Firstly, if you are in doubt about the correctness of this solution (or others), please run this test case:

String regex = "\\d+";

// positive test cases, should all be "true"
System.out.println("1".matches(regex));
System.out.println("12345".matches(regex));
System.out.println("123456789".matches(regex));

// negative test cases, should all be "false"
System.out.println("".matches(regex));
System.out.println("foo".matches(regex));
System.out.println("aa123bb".matches(regex));

Question 1:

Isn't it necessary to add ^ and $ to the regex, so it won't match "aa123bb" ?

No. In java, the matches method (which was specified in the question) matches a complete string, not fragments. In other words, it is not necessary to use ^\\d+$ (even though it is also correct). Please see the last negative test case.

Please note that if you use an online "regex checker" then this may behave differently. To match fragments of a string in Java, you can use the find method instead, described in detail here:

Difference between matches() and find() in Java Regex

Question 2:

Won't this regex also match the empty string, "" ?*

No. A regex \\d* would match the empty string, but \\d+ does not. The star * means zero or more, whereas the plus + means one or more. Please see the first negative test case.

Question 3

Isn't it faster to compile a regex Pattern?

Yes. It is indeed faster to compile a regex Pattern once, rather than on every invocation of matches, and so if performance implications are important then a Pattern can be compiled and used like this:

Pattern pattern = Pattern.compile(regex);
System.out.println(pattern.matcher("1").matches());
System.out.println(pattern.matcher("12345").matches());
System.out.println(pattern.matcher("123456789").matches());

Answer 2

You can also use NumberUtil.isNumber(String str) from Apache Commons

Answer 3

Using regular expressions is costly in terms of performance. Trying to parse string as a long value is inefficient and unreliable, and may be not what you need.

**Information supplied**
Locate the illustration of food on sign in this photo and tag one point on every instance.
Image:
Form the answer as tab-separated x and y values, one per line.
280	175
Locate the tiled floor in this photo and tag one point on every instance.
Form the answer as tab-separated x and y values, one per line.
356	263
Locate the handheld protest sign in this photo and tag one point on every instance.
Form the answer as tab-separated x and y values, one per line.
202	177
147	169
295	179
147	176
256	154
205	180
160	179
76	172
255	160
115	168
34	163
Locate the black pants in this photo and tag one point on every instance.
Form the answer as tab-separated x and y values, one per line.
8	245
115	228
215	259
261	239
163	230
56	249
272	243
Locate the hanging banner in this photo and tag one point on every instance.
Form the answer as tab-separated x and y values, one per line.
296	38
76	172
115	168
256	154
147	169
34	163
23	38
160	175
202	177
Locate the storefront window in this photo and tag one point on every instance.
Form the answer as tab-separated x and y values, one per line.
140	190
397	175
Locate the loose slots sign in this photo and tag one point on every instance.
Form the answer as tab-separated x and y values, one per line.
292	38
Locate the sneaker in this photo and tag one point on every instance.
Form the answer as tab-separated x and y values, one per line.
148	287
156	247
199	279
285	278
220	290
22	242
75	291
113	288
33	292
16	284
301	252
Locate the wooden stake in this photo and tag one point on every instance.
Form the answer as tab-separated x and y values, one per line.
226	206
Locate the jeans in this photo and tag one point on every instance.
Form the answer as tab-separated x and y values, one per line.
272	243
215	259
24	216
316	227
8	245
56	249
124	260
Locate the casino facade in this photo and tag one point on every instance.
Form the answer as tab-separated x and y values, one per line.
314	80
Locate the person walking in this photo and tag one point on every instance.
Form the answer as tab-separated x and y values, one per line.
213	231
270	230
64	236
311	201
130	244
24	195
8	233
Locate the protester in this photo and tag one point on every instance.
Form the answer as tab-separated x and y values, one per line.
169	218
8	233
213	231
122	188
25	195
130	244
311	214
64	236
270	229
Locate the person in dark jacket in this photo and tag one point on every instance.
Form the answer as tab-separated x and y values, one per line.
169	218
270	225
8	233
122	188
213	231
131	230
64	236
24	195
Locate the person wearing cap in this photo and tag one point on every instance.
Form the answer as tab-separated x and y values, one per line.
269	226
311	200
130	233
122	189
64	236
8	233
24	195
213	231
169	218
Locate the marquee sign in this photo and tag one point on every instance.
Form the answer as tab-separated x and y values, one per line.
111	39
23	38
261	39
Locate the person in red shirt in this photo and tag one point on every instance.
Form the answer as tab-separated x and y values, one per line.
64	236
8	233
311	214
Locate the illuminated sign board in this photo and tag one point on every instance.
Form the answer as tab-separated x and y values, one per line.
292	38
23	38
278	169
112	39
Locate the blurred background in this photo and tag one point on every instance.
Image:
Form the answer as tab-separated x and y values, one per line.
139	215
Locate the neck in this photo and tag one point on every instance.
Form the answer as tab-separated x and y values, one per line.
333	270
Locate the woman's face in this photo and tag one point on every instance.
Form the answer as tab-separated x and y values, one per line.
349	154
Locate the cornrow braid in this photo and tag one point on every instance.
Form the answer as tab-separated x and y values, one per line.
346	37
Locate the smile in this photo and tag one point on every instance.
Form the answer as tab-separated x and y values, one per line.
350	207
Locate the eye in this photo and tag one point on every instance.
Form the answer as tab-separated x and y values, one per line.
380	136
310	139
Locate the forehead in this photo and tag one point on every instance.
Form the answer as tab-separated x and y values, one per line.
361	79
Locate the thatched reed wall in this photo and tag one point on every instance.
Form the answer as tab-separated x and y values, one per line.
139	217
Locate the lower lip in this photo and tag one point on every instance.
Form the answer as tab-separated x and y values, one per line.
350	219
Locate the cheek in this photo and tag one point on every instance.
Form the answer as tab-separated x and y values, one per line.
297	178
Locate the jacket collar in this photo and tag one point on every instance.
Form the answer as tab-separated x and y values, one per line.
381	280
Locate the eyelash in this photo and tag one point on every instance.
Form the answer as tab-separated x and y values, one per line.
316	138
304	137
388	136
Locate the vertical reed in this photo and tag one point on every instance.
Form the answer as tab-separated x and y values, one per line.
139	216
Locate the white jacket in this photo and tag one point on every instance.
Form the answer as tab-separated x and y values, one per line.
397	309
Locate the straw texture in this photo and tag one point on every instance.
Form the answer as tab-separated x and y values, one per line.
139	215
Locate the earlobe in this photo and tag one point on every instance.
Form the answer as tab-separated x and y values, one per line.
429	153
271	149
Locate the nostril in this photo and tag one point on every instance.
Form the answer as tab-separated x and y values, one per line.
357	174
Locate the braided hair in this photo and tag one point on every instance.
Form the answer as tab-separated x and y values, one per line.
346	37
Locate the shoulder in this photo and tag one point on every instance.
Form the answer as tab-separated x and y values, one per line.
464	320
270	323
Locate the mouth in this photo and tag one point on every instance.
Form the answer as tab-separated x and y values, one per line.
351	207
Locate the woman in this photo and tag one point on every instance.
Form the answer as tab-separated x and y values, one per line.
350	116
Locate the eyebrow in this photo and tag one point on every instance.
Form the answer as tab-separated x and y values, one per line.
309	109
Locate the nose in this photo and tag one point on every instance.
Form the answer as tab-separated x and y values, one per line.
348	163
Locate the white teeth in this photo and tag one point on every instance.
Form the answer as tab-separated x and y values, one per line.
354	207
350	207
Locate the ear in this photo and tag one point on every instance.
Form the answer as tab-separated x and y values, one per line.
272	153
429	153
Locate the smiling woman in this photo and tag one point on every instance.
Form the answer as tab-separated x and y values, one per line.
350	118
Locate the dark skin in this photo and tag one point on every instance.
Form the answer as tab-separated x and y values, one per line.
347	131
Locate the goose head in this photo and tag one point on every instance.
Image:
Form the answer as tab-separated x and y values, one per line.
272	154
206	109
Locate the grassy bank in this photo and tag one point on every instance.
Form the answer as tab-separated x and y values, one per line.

**List of tasks**
A. Do these statements agree with the Java regex thread? Answer yes or no for each, quoting the words of the thread that decide it. (i) In Java, the matches method matches a complete string rather than fragments. (ii) The regex \\d+ matches the empty string. (iii) Compiling a regex Pattern on every invocation of matches is faster than compiling it once.
B. Please reproduce the Java regex thread word for word from "Please note that" up to and including "a regex Pattern?".

**Results in order**
A.
(i) Yes: "In java, the matches method (which was specified in the question) matches a complete string, not fragments."
(ii) No: "A regex \\d* would match the empty string, but \\d+ does not."
(iii) No: "It is indeed faster to compile a regex Pattern once, rather than on every invocation of matches"

B.
Please note that if you use an online "regex checker" then this may behave differently. To match fragments of a string in Java, you can use the find method instead, described in detail here:

Difference between matches() and find() in Java Regex

Question 2:

Won't this regex also match the empty string, "" ?*

No. A regex \\d* would match the empty string, but \\d+ does not. The star * means zero or more, whereas the plus + means one or more. Please see the first negative test case.

Question 3

Isn't it faster to compile a regex Pattern?